> **Challenge**:
Write out every row below word for word, leaving the pictures out.

> **Data for this exercise**:
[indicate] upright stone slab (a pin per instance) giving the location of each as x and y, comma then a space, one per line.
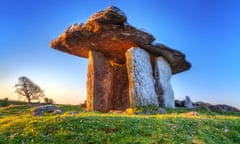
162, 74
140, 76
99, 82
120, 99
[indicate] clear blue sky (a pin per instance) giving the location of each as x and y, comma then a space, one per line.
207, 31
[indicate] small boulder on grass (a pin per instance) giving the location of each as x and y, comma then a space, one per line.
38, 111
57, 111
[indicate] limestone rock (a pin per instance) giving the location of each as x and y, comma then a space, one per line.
175, 58
57, 111
42, 109
188, 103
140, 76
108, 32
162, 74
223, 108
179, 103
120, 98
99, 82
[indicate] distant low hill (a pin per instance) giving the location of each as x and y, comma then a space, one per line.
74, 125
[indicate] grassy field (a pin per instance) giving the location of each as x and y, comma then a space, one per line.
17, 125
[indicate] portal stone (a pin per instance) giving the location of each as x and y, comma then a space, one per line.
120, 99
99, 82
140, 76
162, 74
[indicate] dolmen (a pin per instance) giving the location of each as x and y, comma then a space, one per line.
125, 68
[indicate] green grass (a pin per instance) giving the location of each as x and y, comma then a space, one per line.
17, 125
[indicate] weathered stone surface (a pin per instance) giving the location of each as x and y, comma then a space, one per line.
162, 74
179, 103
188, 102
223, 108
175, 58
108, 32
99, 82
120, 99
140, 76
42, 109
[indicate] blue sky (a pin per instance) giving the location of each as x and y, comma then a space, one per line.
207, 31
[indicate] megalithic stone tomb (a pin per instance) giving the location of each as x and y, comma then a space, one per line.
125, 68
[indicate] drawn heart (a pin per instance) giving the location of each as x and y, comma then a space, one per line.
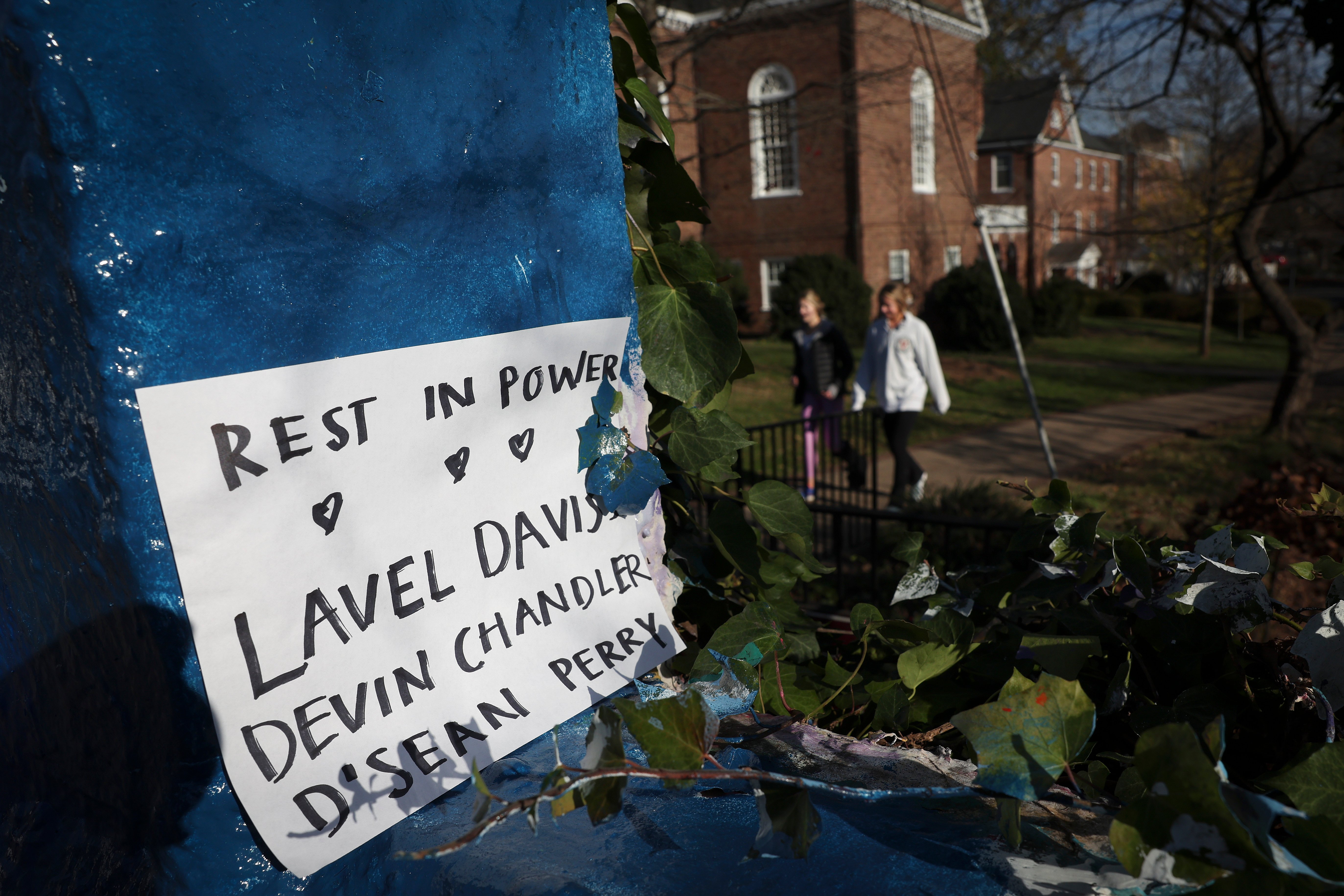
456, 464
326, 514
522, 444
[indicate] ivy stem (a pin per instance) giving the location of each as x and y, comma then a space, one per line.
862, 657
779, 680
654, 255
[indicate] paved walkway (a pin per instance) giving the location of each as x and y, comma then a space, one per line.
1081, 439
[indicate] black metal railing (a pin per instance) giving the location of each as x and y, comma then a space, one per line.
854, 533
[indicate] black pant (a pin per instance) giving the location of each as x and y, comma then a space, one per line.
898, 426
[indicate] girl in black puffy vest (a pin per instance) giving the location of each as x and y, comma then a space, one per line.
822, 365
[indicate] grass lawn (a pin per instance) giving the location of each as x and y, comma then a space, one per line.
1152, 342
986, 391
1178, 487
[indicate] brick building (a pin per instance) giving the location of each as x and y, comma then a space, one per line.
815, 127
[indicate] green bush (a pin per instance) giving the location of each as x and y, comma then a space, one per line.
1057, 305
841, 287
1120, 305
964, 311
1174, 307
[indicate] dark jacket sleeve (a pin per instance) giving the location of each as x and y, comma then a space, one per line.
797, 371
843, 357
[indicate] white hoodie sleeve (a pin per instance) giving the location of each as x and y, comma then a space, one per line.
927, 357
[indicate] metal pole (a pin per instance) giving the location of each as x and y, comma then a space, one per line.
1017, 346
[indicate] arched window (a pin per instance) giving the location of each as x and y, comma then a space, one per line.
921, 132
775, 140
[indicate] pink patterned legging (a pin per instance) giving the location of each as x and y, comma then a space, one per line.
815, 405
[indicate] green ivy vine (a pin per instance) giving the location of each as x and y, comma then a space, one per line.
1084, 667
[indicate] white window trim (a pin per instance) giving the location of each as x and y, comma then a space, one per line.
994, 173
756, 100
898, 265
923, 103
949, 256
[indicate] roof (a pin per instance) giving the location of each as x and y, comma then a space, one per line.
1073, 252
1018, 109
1103, 144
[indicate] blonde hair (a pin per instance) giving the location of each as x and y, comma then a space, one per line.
812, 299
900, 292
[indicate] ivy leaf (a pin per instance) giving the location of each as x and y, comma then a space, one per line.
1330, 567
862, 615
1117, 692
640, 34
690, 336
1315, 781
607, 402
675, 733
1306, 570
1185, 813
599, 441
721, 471
701, 440
604, 751
783, 514
893, 706
1017, 684
623, 61
673, 195
1057, 502
928, 662
749, 636
652, 108
1062, 656
789, 824
736, 538
1023, 742
920, 582
626, 483
1134, 563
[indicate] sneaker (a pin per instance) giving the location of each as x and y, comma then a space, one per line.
917, 489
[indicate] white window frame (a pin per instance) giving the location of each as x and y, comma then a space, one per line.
775, 155
768, 281
996, 183
923, 146
951, 258
898, 265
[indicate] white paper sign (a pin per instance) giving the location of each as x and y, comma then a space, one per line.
392, 569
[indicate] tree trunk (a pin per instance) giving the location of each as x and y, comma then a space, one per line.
1206, 335
1304, 358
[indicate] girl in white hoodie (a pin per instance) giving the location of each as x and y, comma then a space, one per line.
901, 366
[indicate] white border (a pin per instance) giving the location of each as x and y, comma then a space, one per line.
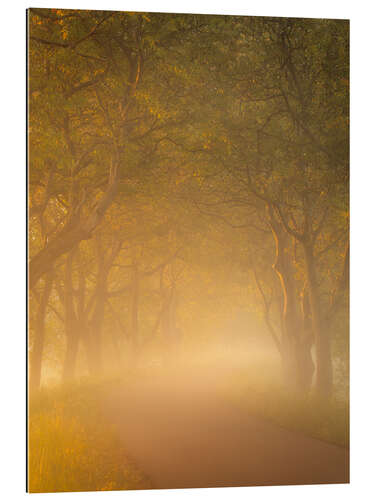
12, 364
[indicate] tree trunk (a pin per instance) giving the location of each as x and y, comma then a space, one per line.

> **Final result**:
[indicate] upright stone slab (a pin per instance) giving the location of each as x and y, comma then a space, one per line.
162, 74
140, 76
99, 82
120, 99
[indicate] clear blue sky (a pin per instance) giving the location of each as x and y, comma then a space, one per line.
207, 31
[indicate] small boulder on grass (a pin per instance) giving the location of each as x and y, comma then a space, one per line.
38, 111
57, 111
[indicate] limestone rock (a pin per instance) giving the location of each as x and y, comma then a space, one per line.
175, 58
57, 111
42, 109
188, 103
140, 76
108, 32
162, 74
223, 108
179, 103
120, 98
99, 82
[indicate] distant low hill (a pin per instance) giving the location of each as x and y, comma then a space, one per line.
74, 125
[indicate] grassy field (a pin per instance) giving the location of each as x and y, comma then a space, one per line.
17, 125
[indicate] portal stone (a pin per instance) giving the location of each as x and y, comma then a space, one per line.
120, 99
99, 82
140, 76
162, 74
[indicate] dolmen (a pin per instance) giving the location of each as x and y, comma then a space, one per line.
125, 68
[indicate] green grass (a pin per instance) giving the location of each as x and y, comma then a space, one per line.
17, 125
[indicate] weathered stone surface (a pin per instance) giving the location of each as x and y, comma then a space, one per line.
162, 74
179, 103
188, 102
223, 108
175, 58
108, 32
99, 82
120, 99
140, 76
42, 109
[indicate] blue sky (a pin per instance) giving the location of each as x and y, comma then a space, one per line.
207, 31
[indicate] megalithic stone tomb (a pin per instance) giving the location of each as x and y, comma then a space, one per line.
125, 68
[indicate] drawn heart (a pin per instance) giving the location of each as x and y, comma then a space, one per line.
456, 464
326, 514
522, 444
[indicate] ivy stem (a pin per instance) giving the location of each as x and y, comma then a space, one per line.
862, 657
779, 680
654, 255
[indicate] paved walkway (a pin per instance) giving the location of each as x and y, comma then a space, one per line.
1081, 439
[indicate] black metal railing (a pin per instance) giving the location of each as x and y, comma then a space, one per line.
854, 533
[indicate] black pant (a pin per instance) giving the location of each as x and y, comma then a space, one per line.
898, 426
[indicate] girl in black puffy vest (a pin per instance) giving the location of each as x and y, comma then a space, one per line.
822, 365
[indicate] grass lawn (a pin per instance) giving the location of each as x and y, comma then a space, one per line.
1152, 342
986, 391
1178, 487
[indicate] brick building (a pin per instance) giving the location of each as x and y, comma then a space, one per line.
815, 127
[indicate] green bush (a pin per instance) giving the location of each as x and y, comma then a space, one per line.
1057, 305
841, 287
1120, 305
964, 311
1174, 307
[indicate] dark jacket sleeve (a pin per instance) giving the location of each as x and y, comma then a space, one per line.
797, 371
843, 357
[indicate] white hoodie sleeve (a pin per instance) giving the location of each as x and y, comma then a space, one per line.
927, 357
[indicate] metal pole (a pin per instance) giving the location of each as x and y, comma then a space, one per line.
1017, 346
[indicate] arched window (a pin per instance) giving the location of each as x and y, comma then a space, one per line.
921, 132
775, 140
[indicate] pink patterned legging (a pin per instance) giving the location of each as x and y, comma then a space, one per line.
815, 405
[indicate] green ivy vine (a pin per instance) giving the location of each as x and y, comma then a space, one per line.
1084, 667
[indicate] white window trim (a pin per instance) giving the location of each as x and y, comma then a space, one per line.
994, 173
756, 100
898, 265
923, 103
949, 256
[indicate] roof (a pin per instance) giving the location of each as x and y, comma then a space, one per line.
1073, 252
1018, 109
1103, 144
[indicate] blonde hair (a pin per instance) giving the location of each as x and y, comma then a space, one per line.
812, 299
900, 292
[indicate] ivy leaf (a pin per instance) giving the location of each as x and y, comma then a space, one per line.
1330, 567
862, 615
1117, 692
640, 34
690, 336
1315, 781
607, 402
675, 733
1306, 570
1185, 813
599, 441
721, 471
701, 440
604, 751
783, 514
893, 706
1017, 684
623, 61
673, 195
1057, 502
928, 662
749, 636
652, 108
1062, 656
789, 824
736, 538
1023, 742
920, 582
626, 483
1134, 563
[indicate] sneaker (a pin per instance) giving the location of each as x and y, comma then a space, one per line.
917, 489
[indicate] white window frame (a pin per instance) giving the location of each as x and y, comma then a space, one per line.
775, 155
768, 281
996, 183
923, 146
951, 258
898, 265
[indicate] white paper sign (a pin per instance) giving the location of each as x and y, comma then a space, one per line.
392, 569
[indicate] tree trunk (a pin per instance) giving the location of each as x and y, comma then a space, one per line.
1206, 335
1304, 358
[indicate] girl in white hoodie (a pin per instance) giving the location of each as x and y, comma then a space, one per line.
901, 366
[indicate] white border (a pin per instance) giving the location of each as x and y, comma then a space, one per line.
12, 364
[indicate] tree trunk (a pin per instance) giving the location of each as x and y, comma then a space, one per line.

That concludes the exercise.